[AIM] Reproduce the records character for character, from the first line through the line that contains "82 88 L 111", including both of those lines.

(Records from an annotation dataset)
>> BEGIN

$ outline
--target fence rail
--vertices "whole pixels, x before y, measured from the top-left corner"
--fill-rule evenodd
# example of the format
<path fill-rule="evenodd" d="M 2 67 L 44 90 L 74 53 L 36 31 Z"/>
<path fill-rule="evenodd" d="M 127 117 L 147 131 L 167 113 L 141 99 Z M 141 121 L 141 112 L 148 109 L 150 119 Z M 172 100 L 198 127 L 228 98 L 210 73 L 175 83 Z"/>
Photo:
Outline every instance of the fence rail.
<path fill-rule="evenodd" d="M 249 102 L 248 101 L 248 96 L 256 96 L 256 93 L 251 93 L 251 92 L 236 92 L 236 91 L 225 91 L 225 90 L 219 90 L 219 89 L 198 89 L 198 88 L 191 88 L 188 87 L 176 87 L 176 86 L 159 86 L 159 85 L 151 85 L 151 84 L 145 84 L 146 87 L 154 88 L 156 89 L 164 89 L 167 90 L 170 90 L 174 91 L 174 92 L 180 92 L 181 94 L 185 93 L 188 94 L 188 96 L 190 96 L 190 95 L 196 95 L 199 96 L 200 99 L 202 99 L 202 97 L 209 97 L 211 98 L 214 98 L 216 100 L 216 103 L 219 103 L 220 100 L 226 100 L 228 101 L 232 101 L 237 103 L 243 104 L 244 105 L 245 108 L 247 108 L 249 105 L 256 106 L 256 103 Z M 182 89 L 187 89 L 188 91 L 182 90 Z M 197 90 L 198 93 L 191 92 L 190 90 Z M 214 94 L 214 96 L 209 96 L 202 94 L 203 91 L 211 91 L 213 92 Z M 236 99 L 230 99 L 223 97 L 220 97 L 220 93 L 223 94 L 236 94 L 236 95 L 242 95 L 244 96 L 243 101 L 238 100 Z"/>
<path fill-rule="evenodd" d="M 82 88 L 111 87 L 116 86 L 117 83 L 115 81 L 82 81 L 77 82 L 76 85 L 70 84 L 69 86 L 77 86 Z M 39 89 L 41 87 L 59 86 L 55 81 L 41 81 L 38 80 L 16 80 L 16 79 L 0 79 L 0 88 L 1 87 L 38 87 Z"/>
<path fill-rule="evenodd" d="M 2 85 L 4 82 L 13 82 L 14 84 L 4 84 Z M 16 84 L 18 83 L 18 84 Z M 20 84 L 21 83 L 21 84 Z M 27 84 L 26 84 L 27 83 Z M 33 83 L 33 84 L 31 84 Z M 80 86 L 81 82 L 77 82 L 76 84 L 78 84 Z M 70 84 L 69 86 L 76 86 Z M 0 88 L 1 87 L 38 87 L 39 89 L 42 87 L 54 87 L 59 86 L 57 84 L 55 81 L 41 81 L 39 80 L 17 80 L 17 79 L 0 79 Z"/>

>> END

[ANSWER TO THE TASK]
$ outline
--target fence rail
--vertices "whole pixels, x before y, measured from the top-left corner"
--fill-rule evenodd
# example of the format
<path fill-rule="evenodd" d="M 2 67 L 44 90 L 74 53 L 36 31 Z"/>
<path fill-rule="evenodd" d="M 127 117 L 147 131 L 167 113 L 141 99 Z M 141 121 L 141 112 L 148 109 L 150 119 Z M 172 100 L 198 127 L 228 98 L 210 73 L 175 83 Z"/>
Photo:
Outline every instance of the fence rail.
<path fill-rule="evenodd" d="M 249 102 L 248 101 L 248 96 L 256 96 L 256 93 L 251 93 L 251 92 L 236 92 L 236 91 L 225 91 L 225 90 L 219 90 L 219 89 L 198 89 L 198 88 L 191 88 L 188 87 L 176 87 L 176 86 L 159 86 L 159 85 L 151 85 L 151 84 L 145 84 L 146 87 L 154 88 L 156 89 L 164 89 L 167 90 L 170 90 L 174 91 L 174 92 L 180 92 L 181 94 L 185 93 L 188 94 L 188 96 L 190 96 L 190 95 L 196 95 L 199 96 L 200 99 L 202 99 L 202 97 L 209 97 L 211 98 L 214 98 L 216 100 L 216 103 L 219 103 L 220 100 L 226 100 L 228 101 L 232 101 L 237 103 L 243 104 L 244 105 L 245 108 L 247 108 L 249 105 L 256 106 L 256 103 Z M 182 89 L 187 89 L 188 91 L 182 90 Z M 197 90 L 198 93 L 191 92 L 190 90 Z M 214 94 L 214 96 L 209 96 L 202 94 L 203 91 L 211 91 L 213 92 Z M 236 99 L 230 99 L 223 97 L 220 97 L 220 93 L 223 94 L 236 94 L 236 95 L 242 95 L 244 96 L 243 101 L 238 100 Z"/>
<path fill-rule="evenodd" d="M 82 88 L 111 87 L 116 86 L 117 83 L 115 81 L 82 81 L 77 82 L 76 85 L 70 84 L 69 86 L 77 86 Z M 39 89 L 41 87 L 59 86 L 55 81 L 41 81 L 38 80 L 16 80 L 16 79 L 0 79 L 0 88 L 1 87 L 38 87 Z"/>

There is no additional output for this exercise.